Okay. And my next question is, I missed the guidance on the credit growth. Can you please elaborate on that?

N. S. Kannan

Okay. Credit growth, what we said is that we target to grow the credit 2% to 3% over the systemic credit growth. So that sort of continues on the domestic book. International side, what I said was that depending on the overseas funding markets, we'll have to calibrate the growth as we go along. But domestic, we are quite confident of doing 2% to 3% over the systemic growth. And one of the areas where it's coming along quite nicely is the retail assets growth, as you have seen in the first quarter. So on that basis, we are quite comfortable to target 2% to 3% over the systemic domestic growth.

Operator

We have the next question from the line of Adarsh from Prabhudas Lilladher.

Adarsh Parasrampuria - Prabhudas Lilladher Pvt Ltd., Research Division

The one was the question on international margins. Now I just wanted to understand, you have seen a decent improvement, but how sustainable was it?

N. S. Kannan

Yes, sustainability is not a problem because given our incremental lending rates there, we are able to protect and enhance the margins. But you're right in the sense that about 1.5%, 1.6% would be the sort of steady-state level. Beyond that, on a sustained basis, increasing it is going to be difficult. So I mean, that is what -- even prior to the global financial crisis, we would have achieved those kind of sustainable margins. So that is what we are seeking. But given the fact that for a year, as a whole, in financial year 2013, it was less than that steady-state level. That much of pick up is something which will contribute to the overall NIM for the current financial year. But 1.6%, 1.7%, we do believe, is a good number to look at, so we would seek to sustain that at about 1.6% level.

Adarsh Parasrampuria - Prabhudas Lilladher Pvt Ltd., Research Division

The reason I'm asking is there is some, I guess, increase in hedging costs per se and a lot of this would be India-linked guys. So would you generally trade off a little bit of margins to some of your customers? That was -- the question was more from that side that you've seen a decent increase in hedging costs now?

• **Data listing**
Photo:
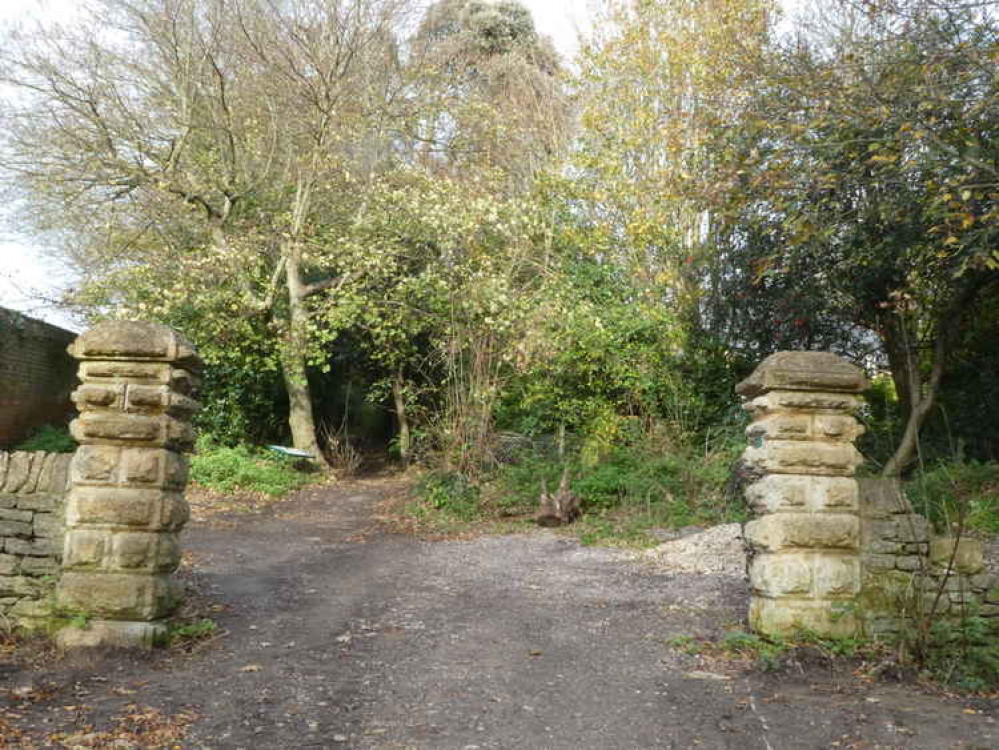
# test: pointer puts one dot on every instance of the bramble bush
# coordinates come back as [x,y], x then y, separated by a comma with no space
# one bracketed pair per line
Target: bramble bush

• **Given instruction A**
Rewrite the part of the call transcript starting at "Okay. And my" and ending at "systemic domestic growth.", putting "industry-wide" in place of "systemic".
• **Given instruction B**
List every distinct percentage figure that appears in the call transcript.
• **Given instruction C**
Write what comes next in the call transcript, picking up after its final sentence.
The rows can be set aside; none of the work that follows depends on them.

• **Task output A**
Okay. And my next question is, I missed the guidance on the credit growth. Can you please elaborate on that?

N. S. Kannan

Okay. Credit growth, what we said is that we target to grow the credit 2% to 3% over the industry-wide credit growth. So that sort of continues on the domestic book. International side, what I said was that depending on the overseas funding markets, we'll have to calibrate the growth as we go along. But domestic, we are quite confident of doing 2% to 3% over the industry-wide growth. And one of the areas where it's coming along quite nicely is the retail assets growth, as you have seen in the first quarter. So on that basis, we are quite comfortable to target 2% to 3% over the industry-wide domestic growth.

• **Task output B**
2%, 3%, 1.5%, 1.6%, 1.7%

• **Task output C**
N. S. Kannan

Yes. Not required at all because our approach to international book has been more like sustaining a margin of 1.5%, 1.6% and see whether -- how we'll see the funding side opportunities to sort of look at growth as a derivative, not target a particular level of growth. That is how we have pushed that business. While we are very confident on the -- I mean, while we are targeting a growth of 2% of 3% kind of growth on the domestic book, international book always is based on the availability of funding. So there is no specific growth target as a percentage in the international book. So if -- even if you look at past periods, we have seen the book to be steady on a -- in the dollar terms. So whatever growth you are seeing is because of the rupee depreciation. So our approach would be that -- look at the funding market. Is there's an opportunity to, let's say, do a lending at a margin of 1.5%, 1.6%, then only we will raise the funds. Otherwise, there is no need to raise the fund. There is no specific growth target I can assure you on the international book.

Adarsh Parasrampuria - Prabhudas Lilladher Pvt Ltd., Research Division

I understand. Secondly, on general insurance profitability, seems to have improved quite dramatically. Just wanted to understand, are these run rates sustainable, there are some one-offs there?

N. S. Kannan

Yes. See, there are 2 primary reasons why the profits gone up. One is that as we have mentioned earlier, the drag in the motor pool, which they had to take during the last year, in the first quarter, that has gone away. Plus, of course, the growth in the business has been there and there have been investment income also in that business given the market conditions. So we do believe that about 20% ROE in -- on steady-state business is something the business can deliver.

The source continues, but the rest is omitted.